## Text segment:
Commissioner for Consumer Affairs
- In office 1978–1979
- President: Ignatius Kutu Acheampong
- Preceded by: New
- Succeeded by: Anyetei Kwakwranya
- In office 26 June 1979 – September 1979
- President: John Rawlings
- Preceded by: Anyetei Kwakwranya

Commissioner for Sports and Local Government
- In office January 1979 – 26 June 1979
- President: Fred Akuffo

Member of Parliament for Manso
- In office June 1965 – February 1966
- President: Dr. Kwame Nkrumah
- Preceded by: New
- Succeeded by: Constituency abolished

Personal details
- Born: Kofi Badu Gold Coast
- Citizenship: Ghanaian

= Kofi Badu =

Ghanaian politician

Kofi Badu was a Ghanaian politician and journalist. He served as a member of parliament during Ghana's first republic and a minister of state during the Supreme Military Council (SMC) era and the Armed Forces Revolutionary Council (AFRC) era. As a journalist, he was editor for various newspapers.

## Tasks:
[1] In the Kofi Badu profile, which constituency did he represent as a member of parliament?
[2] Reproduce word for word the part of the Kofi Badu profile starting with "Kofi Badu was" and going on through "for various newspapers.".
The entries after this point have no connection to the Kofi Badu profile.

## Information given:

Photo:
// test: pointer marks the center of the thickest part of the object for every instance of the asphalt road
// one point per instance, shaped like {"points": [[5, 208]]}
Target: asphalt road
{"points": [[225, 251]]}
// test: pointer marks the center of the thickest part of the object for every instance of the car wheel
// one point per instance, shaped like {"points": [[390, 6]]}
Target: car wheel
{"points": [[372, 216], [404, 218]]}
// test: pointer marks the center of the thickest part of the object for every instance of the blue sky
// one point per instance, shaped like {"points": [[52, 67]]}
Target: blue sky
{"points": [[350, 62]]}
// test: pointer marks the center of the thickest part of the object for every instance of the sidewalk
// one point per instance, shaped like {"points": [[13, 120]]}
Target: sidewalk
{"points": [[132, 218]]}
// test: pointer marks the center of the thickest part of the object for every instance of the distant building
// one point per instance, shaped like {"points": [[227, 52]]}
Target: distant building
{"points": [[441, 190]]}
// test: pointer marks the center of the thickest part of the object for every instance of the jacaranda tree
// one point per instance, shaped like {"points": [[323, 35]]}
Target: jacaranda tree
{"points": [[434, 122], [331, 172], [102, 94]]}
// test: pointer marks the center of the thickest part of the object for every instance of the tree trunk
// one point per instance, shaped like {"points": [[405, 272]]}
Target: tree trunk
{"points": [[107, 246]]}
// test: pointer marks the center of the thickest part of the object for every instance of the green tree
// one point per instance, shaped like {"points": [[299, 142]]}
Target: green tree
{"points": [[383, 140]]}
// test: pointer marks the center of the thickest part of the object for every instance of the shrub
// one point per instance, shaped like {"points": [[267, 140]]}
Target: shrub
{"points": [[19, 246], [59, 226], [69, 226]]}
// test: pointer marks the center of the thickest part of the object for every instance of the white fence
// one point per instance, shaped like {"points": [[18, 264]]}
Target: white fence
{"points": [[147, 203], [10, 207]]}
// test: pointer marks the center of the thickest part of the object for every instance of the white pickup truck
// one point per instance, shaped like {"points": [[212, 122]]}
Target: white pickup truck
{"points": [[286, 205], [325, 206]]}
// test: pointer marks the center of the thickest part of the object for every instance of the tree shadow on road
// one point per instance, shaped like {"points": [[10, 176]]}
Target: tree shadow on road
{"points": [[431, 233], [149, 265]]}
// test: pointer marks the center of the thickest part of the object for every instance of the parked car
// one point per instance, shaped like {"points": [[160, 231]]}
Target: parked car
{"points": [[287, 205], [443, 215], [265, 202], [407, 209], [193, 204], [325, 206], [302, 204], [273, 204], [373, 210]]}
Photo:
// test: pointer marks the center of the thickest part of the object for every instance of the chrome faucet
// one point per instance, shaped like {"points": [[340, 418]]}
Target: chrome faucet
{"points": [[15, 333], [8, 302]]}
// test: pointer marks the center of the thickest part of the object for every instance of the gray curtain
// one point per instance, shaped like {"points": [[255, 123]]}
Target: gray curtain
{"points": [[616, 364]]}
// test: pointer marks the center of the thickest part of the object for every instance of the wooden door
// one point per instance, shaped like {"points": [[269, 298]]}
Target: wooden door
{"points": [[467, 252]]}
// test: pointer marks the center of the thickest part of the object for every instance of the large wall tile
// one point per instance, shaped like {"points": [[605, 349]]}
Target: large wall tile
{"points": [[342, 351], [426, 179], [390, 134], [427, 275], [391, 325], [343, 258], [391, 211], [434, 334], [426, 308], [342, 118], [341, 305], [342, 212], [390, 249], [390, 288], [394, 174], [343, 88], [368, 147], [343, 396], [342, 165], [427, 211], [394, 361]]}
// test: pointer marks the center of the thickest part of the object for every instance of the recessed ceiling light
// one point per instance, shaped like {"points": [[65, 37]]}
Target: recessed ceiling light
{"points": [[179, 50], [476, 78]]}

## Task responses:
[1] Manso

[2]
Kofi Badu was a Ghanaian politician and journalist. He served as a member of parliament during Ghana's first republic and a minister of state during the Supreme Military Council (SMC) era and the Armed Forces Revolutionary Council (AFRC) era. As a journalist, he was editor for various newspapers.